__The request__.
Write out, unchanged, the part of the listing below that opens with the line containing "Could you kindly segment every instance of the <item>boat" and closes with the line containing "332 225 L 338", both lines included.

__Records for the exercise__.
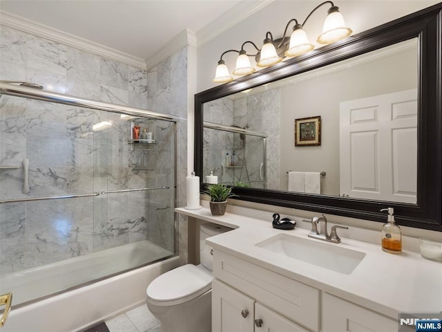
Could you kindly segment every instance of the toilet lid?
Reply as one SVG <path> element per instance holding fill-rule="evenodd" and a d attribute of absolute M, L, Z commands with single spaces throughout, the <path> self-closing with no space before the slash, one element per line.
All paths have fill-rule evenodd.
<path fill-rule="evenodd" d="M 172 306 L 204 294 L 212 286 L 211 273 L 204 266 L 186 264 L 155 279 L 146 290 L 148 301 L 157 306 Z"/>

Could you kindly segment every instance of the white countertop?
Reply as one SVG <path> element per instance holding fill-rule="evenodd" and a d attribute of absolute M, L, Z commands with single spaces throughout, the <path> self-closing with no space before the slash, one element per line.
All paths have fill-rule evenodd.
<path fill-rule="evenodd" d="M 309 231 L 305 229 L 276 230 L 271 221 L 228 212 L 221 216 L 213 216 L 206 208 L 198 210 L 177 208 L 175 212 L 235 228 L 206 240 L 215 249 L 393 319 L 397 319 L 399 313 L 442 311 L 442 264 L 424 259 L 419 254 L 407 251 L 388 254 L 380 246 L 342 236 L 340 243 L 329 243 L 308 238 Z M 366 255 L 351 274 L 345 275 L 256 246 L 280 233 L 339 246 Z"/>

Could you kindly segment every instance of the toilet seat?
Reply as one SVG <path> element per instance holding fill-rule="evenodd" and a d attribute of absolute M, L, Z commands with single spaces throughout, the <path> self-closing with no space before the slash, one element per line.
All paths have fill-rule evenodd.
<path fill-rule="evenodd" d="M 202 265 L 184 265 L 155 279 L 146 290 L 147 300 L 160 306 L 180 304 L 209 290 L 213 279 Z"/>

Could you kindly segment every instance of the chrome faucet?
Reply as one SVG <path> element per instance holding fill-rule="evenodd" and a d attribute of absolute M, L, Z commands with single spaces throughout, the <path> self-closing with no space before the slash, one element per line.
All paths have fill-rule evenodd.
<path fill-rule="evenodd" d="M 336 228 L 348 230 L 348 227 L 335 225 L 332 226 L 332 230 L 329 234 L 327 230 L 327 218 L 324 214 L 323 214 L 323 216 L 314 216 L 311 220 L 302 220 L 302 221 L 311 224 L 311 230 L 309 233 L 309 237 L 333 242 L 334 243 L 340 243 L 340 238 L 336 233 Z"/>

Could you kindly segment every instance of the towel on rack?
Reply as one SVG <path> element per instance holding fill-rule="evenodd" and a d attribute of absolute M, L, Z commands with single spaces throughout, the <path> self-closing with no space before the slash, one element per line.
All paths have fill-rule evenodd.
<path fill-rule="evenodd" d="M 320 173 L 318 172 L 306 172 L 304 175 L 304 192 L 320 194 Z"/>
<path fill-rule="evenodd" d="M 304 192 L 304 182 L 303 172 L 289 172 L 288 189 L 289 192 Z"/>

* * *

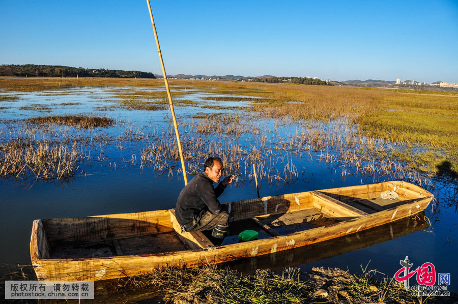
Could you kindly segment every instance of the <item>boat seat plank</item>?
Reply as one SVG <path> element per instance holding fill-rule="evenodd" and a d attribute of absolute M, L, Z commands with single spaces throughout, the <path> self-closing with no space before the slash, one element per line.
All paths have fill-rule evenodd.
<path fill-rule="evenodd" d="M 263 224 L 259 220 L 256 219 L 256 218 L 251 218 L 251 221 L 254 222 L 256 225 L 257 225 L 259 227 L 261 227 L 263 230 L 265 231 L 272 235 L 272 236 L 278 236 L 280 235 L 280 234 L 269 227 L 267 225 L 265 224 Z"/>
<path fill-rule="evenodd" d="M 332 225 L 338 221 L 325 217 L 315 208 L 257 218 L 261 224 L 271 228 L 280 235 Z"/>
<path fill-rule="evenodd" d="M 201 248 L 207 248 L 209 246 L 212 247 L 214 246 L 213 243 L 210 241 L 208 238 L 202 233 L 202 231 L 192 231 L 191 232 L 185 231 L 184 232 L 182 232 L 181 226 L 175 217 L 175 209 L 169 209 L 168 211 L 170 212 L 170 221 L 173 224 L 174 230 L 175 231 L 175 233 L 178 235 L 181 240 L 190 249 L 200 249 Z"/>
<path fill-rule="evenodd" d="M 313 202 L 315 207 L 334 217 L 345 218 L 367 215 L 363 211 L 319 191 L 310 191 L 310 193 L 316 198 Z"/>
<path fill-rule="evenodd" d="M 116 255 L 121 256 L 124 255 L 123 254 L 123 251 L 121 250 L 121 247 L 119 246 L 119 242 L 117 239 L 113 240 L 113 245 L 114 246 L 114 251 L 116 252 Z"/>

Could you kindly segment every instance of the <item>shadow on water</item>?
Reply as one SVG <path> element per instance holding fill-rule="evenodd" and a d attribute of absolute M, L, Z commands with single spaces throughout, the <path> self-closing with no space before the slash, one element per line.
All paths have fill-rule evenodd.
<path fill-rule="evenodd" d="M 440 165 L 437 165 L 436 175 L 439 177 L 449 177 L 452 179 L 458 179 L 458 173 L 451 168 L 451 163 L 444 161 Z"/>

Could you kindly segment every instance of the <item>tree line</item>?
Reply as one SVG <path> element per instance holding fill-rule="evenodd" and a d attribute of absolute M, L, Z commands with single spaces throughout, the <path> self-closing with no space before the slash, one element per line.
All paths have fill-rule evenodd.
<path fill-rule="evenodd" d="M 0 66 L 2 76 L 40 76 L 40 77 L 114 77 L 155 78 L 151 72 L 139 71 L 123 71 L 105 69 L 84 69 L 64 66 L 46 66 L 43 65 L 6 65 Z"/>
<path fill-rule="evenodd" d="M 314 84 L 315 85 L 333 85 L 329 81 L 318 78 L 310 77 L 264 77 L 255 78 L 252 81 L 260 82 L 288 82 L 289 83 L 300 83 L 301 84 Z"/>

__Final answer__.
Could you kindly segment every instance of the <item>boat seat plank</item>?
Reply as one SVG <path> element per instance holding fill-rule="evenodd" and a d attribute of absolute M, L, Z commands with single spaces throughout, the <path> self-closing with no space before the slash, one element per line.
All paths have fill-rule evenodd.
<path fill-rule="evenodd" d="M 263 224 L 259 220 L 256 219 L 256 218 L 251 218 L 251 221 L 254 222 L 256 225 L 257 225 L 259 227 L 261 227 L 263 230 L 265 231 L 272 235 L 272 236 L 278 236 L 280 235 L 280 234 L 269 227 L 267 225 L 265 224 Z"/>
<path fill-rule="evenodd" d="M 332 225 L 338 221 L 325 217 L 315 208 L 257 218 L 261 224 L 271 228 L 280 235 Z"/>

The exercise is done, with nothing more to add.